■ What you should do: From the entries below, copy out every line from the one containing "path. If yes, indicate where." down to the one containing "[368,305,442,368]". Include both of those lines, and reproduce each line character for character.

■ Records to process:
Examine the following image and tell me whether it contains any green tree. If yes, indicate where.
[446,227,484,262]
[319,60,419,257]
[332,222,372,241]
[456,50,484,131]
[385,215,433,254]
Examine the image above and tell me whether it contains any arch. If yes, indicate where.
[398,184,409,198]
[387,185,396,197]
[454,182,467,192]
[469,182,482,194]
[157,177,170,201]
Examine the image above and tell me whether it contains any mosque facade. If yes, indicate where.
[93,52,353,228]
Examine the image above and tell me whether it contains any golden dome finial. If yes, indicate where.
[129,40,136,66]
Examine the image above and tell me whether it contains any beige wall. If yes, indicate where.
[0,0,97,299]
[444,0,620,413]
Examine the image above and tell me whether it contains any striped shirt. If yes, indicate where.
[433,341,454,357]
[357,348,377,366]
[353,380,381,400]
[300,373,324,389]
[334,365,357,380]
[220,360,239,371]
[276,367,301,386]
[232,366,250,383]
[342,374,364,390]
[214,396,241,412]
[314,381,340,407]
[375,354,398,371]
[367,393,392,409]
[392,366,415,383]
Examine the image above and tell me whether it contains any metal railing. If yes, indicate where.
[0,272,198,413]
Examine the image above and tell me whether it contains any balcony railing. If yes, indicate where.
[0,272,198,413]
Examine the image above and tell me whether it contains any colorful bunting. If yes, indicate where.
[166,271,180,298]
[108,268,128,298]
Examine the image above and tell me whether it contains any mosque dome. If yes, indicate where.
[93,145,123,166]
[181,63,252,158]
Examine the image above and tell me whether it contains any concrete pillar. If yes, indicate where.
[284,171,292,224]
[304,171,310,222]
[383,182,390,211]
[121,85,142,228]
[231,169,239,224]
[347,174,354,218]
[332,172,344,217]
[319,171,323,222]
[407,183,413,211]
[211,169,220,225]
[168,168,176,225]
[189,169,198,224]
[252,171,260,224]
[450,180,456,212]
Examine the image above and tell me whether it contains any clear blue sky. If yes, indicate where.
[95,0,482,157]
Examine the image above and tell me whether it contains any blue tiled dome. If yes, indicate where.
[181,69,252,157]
--
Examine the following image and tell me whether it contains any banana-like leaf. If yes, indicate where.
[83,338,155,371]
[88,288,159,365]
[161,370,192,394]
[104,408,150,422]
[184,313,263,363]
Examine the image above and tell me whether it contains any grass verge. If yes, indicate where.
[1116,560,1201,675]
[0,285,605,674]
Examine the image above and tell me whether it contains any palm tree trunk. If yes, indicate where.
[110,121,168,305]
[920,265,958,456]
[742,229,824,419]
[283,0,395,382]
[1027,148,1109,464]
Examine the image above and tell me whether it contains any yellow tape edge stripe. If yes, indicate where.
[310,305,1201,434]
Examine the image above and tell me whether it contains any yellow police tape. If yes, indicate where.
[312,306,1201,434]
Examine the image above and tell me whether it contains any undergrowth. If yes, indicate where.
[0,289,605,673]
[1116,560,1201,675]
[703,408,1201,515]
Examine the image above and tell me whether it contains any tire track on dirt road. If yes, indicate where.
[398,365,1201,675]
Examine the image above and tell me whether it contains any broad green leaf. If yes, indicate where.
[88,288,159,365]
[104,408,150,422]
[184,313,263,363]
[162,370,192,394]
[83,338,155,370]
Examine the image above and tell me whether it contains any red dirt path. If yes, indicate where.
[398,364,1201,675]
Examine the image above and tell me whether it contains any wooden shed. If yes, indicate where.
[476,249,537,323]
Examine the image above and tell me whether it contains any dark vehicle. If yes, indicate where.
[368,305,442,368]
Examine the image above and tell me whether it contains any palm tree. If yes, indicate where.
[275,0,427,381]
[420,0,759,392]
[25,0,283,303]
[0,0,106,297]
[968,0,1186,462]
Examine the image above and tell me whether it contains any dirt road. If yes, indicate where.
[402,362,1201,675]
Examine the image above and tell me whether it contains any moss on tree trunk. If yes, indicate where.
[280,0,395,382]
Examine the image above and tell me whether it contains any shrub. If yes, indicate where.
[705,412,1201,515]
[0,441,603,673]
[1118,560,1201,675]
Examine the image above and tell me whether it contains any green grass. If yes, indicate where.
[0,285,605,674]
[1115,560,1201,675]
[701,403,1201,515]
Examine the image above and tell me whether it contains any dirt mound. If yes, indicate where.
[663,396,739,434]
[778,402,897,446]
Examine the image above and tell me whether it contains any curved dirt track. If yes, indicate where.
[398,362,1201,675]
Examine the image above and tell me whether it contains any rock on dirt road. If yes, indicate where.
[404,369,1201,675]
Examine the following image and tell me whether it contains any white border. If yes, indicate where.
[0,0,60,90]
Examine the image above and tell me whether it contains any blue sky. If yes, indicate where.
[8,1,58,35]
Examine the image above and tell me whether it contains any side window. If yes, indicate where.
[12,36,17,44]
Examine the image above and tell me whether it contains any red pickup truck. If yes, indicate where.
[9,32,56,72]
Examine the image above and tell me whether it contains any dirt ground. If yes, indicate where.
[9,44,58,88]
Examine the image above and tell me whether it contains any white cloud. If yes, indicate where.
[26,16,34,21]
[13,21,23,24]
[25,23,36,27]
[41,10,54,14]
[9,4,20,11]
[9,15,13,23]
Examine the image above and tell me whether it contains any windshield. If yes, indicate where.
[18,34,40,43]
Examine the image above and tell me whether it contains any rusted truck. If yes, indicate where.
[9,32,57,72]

■ Solution:
Examine the image above and tell me whether it contains any red dirt path. If yes, indicate where.
[398,364,1201,675]
Examine the image above and tell me whether it contains any wooden shed. If yes, indicate where.
[476,249,537,323]
Examine the image above and tell me whether it contains any dark vehicle. If yes, indicate where.
[368,305,442,368]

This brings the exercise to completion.